Of the entries below, return exactly those lines that fall between the one containing "Each <instance> block" and the one containing "104L205 144L242 141L238", the two end lines included.

━━━━━━

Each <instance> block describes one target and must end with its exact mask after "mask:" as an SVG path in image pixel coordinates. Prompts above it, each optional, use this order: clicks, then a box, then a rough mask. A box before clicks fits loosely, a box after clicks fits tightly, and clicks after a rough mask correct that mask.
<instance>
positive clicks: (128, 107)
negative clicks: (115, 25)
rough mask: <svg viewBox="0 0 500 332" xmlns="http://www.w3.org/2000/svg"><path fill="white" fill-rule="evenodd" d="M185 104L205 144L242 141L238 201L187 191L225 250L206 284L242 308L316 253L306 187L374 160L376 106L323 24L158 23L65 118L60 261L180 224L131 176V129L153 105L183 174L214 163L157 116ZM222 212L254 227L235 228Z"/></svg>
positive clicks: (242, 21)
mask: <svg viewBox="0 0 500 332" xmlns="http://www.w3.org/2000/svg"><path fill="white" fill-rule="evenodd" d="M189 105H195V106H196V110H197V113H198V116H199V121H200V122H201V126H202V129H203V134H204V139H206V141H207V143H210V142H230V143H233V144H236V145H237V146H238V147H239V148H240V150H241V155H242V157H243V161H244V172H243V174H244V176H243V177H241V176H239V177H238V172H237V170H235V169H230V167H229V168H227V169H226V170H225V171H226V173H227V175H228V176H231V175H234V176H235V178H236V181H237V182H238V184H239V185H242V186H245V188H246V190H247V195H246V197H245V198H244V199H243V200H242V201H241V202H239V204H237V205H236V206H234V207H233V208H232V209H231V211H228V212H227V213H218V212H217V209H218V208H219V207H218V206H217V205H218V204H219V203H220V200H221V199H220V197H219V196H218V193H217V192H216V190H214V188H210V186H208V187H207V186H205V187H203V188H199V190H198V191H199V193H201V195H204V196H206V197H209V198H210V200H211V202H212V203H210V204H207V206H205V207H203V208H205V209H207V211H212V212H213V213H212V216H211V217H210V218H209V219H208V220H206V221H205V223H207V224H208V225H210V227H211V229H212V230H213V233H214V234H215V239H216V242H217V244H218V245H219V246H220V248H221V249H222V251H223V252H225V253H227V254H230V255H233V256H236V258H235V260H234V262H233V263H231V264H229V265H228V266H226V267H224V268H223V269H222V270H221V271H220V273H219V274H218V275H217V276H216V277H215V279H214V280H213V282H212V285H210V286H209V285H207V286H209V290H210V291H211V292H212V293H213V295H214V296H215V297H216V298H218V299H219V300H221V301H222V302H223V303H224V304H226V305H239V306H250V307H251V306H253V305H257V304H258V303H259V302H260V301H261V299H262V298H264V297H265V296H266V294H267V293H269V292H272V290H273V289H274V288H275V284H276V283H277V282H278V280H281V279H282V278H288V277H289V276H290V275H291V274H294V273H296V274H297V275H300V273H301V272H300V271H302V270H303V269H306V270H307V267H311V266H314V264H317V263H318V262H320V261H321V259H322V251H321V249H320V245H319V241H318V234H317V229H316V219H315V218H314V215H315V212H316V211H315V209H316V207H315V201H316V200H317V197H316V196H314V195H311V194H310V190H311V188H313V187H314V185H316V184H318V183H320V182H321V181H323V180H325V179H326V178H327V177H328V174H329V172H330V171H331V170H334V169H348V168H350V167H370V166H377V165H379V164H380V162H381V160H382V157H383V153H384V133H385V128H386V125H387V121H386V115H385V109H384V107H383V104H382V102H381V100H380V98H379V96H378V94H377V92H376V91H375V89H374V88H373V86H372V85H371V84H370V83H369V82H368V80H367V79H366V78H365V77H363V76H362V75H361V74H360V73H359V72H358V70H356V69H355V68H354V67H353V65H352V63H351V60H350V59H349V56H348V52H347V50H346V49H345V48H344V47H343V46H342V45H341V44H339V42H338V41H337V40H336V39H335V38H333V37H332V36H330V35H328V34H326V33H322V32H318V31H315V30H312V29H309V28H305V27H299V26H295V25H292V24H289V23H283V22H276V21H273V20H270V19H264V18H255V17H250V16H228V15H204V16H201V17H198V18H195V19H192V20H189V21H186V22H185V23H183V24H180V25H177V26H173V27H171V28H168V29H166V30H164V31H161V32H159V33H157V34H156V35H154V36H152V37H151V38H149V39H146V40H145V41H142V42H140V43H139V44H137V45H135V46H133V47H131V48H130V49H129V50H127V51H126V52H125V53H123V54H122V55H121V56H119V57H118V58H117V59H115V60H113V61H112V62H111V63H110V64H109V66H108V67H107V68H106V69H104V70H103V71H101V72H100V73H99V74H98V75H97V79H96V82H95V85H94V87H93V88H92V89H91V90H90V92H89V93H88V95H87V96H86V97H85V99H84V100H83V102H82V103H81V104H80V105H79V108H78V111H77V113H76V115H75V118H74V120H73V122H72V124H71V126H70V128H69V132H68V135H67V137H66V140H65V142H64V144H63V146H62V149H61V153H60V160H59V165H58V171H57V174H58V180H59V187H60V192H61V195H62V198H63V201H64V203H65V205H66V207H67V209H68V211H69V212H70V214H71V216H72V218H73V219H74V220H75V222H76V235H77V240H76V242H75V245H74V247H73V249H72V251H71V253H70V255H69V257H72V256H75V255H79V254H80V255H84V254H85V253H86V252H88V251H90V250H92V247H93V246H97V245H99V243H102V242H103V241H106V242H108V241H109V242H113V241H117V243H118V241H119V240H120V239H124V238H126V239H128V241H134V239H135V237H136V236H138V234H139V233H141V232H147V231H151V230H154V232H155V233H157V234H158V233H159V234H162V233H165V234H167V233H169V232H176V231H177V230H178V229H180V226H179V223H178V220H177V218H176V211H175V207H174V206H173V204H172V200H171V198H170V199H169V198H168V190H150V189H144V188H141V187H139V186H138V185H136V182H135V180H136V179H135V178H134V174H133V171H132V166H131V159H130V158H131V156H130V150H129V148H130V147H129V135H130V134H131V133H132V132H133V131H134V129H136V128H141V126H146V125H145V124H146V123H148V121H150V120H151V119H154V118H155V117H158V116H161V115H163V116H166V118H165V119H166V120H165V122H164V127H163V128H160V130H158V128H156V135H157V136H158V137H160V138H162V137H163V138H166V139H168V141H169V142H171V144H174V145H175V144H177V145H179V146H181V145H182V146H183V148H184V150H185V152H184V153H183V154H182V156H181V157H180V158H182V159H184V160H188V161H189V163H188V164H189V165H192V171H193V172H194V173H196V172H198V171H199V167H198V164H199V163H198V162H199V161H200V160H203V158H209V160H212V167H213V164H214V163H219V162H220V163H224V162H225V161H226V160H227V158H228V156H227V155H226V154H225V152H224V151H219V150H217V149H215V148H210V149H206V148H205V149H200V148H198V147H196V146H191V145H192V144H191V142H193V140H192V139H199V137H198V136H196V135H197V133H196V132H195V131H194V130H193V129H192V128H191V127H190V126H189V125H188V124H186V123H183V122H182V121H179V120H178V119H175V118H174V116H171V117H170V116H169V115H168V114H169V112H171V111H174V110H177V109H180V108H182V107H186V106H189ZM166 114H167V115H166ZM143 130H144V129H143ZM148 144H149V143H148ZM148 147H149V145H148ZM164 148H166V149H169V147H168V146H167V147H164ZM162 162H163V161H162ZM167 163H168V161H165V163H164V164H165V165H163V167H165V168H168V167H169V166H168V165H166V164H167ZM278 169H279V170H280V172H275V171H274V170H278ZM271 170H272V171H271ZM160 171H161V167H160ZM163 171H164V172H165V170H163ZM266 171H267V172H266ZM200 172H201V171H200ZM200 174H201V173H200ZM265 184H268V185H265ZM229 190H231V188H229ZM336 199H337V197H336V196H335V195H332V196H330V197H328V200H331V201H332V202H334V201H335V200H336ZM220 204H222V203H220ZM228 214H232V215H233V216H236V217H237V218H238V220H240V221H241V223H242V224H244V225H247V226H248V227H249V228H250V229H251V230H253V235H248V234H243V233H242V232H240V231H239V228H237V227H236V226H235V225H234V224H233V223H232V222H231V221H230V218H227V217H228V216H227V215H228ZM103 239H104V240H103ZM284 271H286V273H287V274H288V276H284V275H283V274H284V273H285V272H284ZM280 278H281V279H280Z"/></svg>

━━━━━━

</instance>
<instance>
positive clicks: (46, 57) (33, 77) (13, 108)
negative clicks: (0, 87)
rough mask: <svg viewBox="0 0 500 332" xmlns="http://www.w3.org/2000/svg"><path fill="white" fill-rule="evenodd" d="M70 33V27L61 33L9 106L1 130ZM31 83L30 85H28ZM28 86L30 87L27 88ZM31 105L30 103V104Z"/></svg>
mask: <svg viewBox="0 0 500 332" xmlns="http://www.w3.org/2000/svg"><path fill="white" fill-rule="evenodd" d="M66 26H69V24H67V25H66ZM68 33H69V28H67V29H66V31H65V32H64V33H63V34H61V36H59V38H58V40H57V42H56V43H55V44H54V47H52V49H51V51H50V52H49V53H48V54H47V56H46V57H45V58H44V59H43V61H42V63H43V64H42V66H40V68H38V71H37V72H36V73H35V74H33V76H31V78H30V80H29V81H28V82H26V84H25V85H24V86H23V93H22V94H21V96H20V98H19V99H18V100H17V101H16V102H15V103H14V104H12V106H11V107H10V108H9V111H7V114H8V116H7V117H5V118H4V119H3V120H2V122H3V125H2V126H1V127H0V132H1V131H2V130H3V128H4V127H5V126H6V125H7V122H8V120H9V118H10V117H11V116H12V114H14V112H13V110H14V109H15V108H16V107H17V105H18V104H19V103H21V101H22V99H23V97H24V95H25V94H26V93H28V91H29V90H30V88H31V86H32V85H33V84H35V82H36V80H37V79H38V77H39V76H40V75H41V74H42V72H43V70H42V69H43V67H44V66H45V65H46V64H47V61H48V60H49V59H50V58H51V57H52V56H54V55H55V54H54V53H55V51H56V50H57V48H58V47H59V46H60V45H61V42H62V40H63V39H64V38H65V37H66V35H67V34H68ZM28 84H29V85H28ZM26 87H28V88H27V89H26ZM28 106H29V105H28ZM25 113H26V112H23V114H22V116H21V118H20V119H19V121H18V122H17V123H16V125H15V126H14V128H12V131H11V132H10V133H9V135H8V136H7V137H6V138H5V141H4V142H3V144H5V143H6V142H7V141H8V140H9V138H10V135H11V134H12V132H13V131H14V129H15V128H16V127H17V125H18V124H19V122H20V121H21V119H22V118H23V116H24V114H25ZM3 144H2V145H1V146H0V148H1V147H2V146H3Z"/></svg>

━━━━━━

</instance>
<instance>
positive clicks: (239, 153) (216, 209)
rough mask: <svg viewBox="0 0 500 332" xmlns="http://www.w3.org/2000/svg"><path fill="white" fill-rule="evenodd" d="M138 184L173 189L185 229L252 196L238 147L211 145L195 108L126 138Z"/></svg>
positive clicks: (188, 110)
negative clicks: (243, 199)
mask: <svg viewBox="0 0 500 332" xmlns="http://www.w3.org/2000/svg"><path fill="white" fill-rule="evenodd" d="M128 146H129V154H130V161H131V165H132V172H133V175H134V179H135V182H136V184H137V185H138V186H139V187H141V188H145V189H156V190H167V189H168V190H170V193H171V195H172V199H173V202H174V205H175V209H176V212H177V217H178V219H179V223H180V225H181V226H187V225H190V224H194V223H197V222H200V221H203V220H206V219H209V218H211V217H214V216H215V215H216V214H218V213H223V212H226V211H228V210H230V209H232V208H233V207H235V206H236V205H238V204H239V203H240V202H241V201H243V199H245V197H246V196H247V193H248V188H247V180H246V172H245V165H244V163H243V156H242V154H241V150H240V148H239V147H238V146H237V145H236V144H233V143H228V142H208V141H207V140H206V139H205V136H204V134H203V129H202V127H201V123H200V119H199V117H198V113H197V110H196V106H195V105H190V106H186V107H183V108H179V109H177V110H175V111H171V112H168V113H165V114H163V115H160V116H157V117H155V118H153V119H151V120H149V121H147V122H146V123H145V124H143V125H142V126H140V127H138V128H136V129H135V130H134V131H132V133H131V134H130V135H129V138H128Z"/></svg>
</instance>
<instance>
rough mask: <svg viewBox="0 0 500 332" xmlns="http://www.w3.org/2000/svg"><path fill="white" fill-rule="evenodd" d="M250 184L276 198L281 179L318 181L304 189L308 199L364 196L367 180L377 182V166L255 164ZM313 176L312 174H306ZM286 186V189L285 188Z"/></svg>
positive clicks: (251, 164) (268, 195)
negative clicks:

━━━━━━

Result of this task:
Each <instance> block describes one target and must end with its exact mask after "mask:" as an SVG path in image pixel coordinates. Prompts above it, each optional, use this order: clicks, then a box, then a rough mask. A box before clicks fits loosely, a box after clicks fits tightly, and clicks after a rough mask correct that mask.
<instance>
positive clicks: (128, 107)
negative clicks: (115, 25)
rough mask: <svg viewBox="0 0 500 332" xmlns="http://www.w3.org/2000/svg"><path fill="white" fill-rule="evenodd" d="M185 104L205 144L242 141L238 201L187 191L225 250L206 284L242 308L316 253L306 187L374 160L376 106L323 24L158 23L65 118L60 261L180 224L131 176V129L153 105L183 174L214 163L157 116ZM222 212L254 227L235 228Z"/></svg>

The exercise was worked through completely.